══ DOCUMENT PASSAGE

Dual-potential ratiometric electrochemiluminescence microRNA bioassay based on inner reference probe and catalytic hairpin assembly

Dual-signal ratiometric biosensors have drawn great attention due to their good reproducibility, reliability, and anti-interference ability in sensitive biosensing. Herein, we propose a dual-potential ratiometric electrochemiluminescence (ECL) biosensor based on an internal reference probe and catalytic hairpin assembly (CHA) signal amplification strategy. The cathodic ECL signal of Au-deposited graphitic carbon nitride nanosheets (Au-g-C 3 N 4 ) was selected as the inner reference, while the anodic ECL response of luminol-H 2 O 2 in solution was used as the reporter signal. After target recognition, Pt nanocluster-labeled DNA strands were introduced onto the surface of the electrode by DNA hybridization, effectively accelerating the production of reactive oxygen species (O 2 •– ) and greatly enhancing the reporter signal with high catalytic activity. The ratio of ECL intensity between the enhanced anodic signal and stable cathodic signal varies with a good linear relationship to the logarithm of microRNA concentration during the detection procedure. Assisted by target-induced CHA signal amplification, this ratiometric ECL biosensor displayed favorable performance for the sensitive detection of microRNA-21 with build-in correction against circumventing fluctuations. The expression level of microRNA-21 in cancer cells is evaluated with favorable reliability and reproducibility and displays great potential and priority in complex biosensing and life assays. • A dual-potential ratiometric ECL biosensor with an internal reference was developed. • Nanoclusters catalysis and CHA process enhance the signal responses. • The internal reference signal corrects the environmental fluctuation. • Sensitive and reliable detection of miRNA-21 can be achieved. • The biosensor shows potential application for miRNA detection in complex samples.

════
══ SUPPLIED DATA

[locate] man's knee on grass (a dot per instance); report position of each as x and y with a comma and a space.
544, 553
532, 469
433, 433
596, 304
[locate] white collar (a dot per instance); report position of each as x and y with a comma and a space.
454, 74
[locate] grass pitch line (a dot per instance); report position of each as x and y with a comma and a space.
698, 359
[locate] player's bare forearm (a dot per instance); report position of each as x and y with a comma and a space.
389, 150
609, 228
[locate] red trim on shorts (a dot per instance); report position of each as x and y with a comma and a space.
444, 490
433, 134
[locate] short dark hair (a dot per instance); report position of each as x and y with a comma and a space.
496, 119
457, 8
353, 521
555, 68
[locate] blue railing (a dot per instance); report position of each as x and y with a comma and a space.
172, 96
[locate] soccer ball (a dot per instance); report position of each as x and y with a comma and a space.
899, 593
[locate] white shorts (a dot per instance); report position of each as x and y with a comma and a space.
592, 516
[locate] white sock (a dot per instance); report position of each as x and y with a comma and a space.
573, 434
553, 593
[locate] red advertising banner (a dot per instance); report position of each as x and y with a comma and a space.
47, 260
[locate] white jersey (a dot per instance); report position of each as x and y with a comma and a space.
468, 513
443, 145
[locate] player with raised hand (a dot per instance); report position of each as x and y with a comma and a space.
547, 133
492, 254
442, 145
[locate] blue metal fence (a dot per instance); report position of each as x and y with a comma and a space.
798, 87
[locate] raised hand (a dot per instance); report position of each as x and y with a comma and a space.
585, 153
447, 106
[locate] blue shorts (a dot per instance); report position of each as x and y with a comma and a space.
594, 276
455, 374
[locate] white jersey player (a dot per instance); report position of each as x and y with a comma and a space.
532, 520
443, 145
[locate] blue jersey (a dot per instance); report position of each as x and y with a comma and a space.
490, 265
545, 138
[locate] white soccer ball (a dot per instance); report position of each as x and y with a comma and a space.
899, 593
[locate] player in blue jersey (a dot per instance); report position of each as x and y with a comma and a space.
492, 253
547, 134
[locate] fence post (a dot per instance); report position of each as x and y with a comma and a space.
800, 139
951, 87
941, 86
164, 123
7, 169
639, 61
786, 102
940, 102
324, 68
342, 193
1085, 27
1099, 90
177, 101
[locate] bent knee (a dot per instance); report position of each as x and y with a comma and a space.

════
══ SUPPLIED DATA

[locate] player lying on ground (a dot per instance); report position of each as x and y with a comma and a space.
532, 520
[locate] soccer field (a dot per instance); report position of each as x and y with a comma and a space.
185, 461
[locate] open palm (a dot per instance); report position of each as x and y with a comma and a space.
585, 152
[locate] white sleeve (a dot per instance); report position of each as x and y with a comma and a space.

════

Translate into Spanish this sentence from the abstract on the ratiometric electrochemiluminescence microRNA bioassay: "Dual-signal ratiometric biosensors have drawn great attention due to their good reproducibility, reliability, and anti-interference ability in sensitive biosensing." The data were taken from a separate source.

• [RESULT OF THE EXERCISE]:
Los biosensores ratiométricos de doble señal han atraído gran atención debido a su buena reproducibilidad, fiabilidad y capacidad antiinterferente en la biodetección sensible.